━━━━━ Material for this exercise

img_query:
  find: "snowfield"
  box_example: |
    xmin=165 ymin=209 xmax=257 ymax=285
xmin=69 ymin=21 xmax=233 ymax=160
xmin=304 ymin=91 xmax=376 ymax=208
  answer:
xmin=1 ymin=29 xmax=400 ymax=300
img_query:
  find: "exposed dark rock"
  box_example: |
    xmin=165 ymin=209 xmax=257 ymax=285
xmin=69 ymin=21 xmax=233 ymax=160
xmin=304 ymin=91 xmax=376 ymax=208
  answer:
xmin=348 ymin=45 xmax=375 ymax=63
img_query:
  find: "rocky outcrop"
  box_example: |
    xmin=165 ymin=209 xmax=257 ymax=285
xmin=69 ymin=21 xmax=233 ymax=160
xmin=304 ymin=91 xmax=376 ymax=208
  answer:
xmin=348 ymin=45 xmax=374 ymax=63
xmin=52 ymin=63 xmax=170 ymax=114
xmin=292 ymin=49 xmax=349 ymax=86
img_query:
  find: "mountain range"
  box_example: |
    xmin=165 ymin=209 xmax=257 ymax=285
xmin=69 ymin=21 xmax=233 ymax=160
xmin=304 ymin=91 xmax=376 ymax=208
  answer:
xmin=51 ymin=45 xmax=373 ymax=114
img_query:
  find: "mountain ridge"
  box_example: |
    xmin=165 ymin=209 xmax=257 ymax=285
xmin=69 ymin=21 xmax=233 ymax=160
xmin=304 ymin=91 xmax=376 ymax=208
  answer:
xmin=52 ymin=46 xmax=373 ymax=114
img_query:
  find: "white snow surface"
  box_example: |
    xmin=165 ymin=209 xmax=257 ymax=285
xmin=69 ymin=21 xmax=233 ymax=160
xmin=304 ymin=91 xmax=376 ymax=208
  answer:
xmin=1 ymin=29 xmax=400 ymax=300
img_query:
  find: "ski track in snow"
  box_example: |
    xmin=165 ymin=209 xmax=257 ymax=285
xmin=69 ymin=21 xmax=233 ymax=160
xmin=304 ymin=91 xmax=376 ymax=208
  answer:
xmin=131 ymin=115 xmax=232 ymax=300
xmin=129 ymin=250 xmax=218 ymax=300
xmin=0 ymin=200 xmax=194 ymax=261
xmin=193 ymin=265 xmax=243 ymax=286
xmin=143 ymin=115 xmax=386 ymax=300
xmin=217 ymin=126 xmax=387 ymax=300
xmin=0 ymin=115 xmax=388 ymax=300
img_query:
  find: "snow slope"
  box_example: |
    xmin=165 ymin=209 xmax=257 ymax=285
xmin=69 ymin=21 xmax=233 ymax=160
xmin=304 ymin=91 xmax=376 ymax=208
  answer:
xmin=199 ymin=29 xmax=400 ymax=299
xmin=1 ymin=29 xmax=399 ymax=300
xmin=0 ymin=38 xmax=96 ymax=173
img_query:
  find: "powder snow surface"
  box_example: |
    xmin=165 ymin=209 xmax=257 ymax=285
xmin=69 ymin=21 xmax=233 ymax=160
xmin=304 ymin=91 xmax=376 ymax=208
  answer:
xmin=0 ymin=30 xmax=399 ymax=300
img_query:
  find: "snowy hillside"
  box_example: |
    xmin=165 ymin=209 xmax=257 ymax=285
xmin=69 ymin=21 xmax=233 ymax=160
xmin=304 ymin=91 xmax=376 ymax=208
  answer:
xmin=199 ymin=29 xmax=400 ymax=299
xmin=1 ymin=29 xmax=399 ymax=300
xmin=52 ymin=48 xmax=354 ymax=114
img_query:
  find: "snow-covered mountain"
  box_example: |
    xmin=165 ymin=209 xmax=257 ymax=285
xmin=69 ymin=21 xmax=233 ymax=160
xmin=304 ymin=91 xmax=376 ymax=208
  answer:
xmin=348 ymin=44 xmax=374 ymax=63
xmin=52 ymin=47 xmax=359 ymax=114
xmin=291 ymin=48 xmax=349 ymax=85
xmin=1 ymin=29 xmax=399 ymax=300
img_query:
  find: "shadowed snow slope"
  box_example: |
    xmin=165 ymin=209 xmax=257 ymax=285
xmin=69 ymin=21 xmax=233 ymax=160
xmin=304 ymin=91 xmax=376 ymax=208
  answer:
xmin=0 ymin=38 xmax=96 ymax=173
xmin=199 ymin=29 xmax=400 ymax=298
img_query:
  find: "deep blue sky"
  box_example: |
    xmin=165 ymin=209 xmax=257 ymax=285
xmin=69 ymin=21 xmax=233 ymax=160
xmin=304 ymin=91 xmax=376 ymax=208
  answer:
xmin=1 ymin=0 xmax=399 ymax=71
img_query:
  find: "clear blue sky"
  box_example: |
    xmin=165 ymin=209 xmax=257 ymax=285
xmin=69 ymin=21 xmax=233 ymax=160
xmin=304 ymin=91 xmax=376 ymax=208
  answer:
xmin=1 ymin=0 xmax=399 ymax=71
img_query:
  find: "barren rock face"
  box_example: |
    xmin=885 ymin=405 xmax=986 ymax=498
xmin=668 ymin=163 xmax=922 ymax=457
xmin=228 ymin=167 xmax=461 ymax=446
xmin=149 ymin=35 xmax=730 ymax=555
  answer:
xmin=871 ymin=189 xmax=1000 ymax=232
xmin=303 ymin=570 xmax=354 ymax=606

━━━━━━━━━━
━━━━━ Material for this exercise

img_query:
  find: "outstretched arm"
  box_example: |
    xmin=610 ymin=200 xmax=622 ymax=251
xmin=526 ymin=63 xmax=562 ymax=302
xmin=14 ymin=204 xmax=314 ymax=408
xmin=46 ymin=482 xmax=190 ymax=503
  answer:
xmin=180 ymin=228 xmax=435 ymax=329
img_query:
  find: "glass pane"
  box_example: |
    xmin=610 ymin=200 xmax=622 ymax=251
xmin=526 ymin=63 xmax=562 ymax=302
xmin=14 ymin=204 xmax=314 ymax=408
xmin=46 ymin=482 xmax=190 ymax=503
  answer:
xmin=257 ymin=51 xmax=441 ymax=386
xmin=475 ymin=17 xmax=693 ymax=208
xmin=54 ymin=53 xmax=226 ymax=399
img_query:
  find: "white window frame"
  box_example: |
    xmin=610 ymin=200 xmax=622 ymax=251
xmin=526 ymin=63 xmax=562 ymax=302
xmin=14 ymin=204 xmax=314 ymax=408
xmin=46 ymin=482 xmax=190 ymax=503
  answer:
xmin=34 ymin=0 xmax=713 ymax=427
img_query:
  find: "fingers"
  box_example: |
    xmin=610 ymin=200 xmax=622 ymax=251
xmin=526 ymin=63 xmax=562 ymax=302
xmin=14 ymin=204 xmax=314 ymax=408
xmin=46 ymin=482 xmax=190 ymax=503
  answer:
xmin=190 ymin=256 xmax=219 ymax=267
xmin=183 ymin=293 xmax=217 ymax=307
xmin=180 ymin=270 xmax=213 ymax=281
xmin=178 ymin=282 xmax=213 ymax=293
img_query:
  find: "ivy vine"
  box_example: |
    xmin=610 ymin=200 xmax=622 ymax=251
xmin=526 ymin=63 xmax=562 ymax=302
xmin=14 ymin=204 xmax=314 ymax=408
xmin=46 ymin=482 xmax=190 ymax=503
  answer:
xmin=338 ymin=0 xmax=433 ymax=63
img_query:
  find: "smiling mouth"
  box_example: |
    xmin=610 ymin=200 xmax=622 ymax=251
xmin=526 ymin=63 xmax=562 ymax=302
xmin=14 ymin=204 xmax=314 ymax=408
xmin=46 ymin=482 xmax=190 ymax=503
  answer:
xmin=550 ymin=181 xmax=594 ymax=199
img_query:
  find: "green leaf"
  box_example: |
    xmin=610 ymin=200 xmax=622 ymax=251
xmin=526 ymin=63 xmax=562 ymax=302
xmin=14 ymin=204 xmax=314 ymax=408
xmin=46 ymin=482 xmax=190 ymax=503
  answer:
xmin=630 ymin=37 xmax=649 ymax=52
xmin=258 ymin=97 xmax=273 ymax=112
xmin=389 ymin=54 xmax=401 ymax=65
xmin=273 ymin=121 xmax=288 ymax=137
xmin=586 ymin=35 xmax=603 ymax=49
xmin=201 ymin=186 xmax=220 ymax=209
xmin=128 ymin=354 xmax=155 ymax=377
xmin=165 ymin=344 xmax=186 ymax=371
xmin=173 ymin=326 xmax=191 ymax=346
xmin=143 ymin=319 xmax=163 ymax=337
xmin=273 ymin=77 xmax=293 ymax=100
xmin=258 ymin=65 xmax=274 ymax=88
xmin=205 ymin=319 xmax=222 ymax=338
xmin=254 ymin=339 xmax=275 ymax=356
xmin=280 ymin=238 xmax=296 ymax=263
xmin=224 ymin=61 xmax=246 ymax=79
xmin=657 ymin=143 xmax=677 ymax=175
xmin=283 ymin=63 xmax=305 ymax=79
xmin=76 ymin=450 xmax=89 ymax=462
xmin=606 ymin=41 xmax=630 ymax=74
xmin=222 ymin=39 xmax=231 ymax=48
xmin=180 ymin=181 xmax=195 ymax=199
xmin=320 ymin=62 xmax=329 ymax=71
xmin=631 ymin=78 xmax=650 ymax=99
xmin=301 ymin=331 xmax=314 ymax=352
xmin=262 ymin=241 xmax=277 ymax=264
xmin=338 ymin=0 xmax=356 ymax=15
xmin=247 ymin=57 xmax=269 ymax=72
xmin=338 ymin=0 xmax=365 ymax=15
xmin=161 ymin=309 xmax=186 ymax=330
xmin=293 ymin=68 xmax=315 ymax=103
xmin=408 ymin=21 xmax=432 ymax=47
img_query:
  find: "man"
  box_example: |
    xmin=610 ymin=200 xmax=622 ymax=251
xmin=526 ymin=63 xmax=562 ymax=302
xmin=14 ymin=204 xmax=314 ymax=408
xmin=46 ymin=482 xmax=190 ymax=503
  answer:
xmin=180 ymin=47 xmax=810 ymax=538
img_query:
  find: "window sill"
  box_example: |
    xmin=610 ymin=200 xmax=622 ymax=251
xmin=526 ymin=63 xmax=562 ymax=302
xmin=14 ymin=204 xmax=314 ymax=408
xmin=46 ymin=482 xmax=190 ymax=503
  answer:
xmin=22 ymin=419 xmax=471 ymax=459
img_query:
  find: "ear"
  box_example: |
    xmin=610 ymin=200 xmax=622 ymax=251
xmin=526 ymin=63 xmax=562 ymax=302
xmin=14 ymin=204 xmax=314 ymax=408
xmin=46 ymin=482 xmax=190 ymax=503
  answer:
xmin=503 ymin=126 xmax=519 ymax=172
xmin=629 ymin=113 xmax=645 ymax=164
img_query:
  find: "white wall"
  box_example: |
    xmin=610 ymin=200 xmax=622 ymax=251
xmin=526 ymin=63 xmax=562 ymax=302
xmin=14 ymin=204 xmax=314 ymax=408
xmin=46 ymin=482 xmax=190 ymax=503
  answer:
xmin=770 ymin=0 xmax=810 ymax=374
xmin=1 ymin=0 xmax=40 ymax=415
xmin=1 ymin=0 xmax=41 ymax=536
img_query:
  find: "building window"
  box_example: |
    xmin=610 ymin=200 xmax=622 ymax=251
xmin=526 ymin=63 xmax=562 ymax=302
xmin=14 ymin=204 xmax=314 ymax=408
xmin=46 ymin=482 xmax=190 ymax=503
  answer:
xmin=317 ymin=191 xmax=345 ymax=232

━━━━━━━━━━

-- Your instructions --
Show every line of the data that includes the string "slope".

-- Response to the exercise --
  find: "snow slope"
  find: "shadowed snow slope"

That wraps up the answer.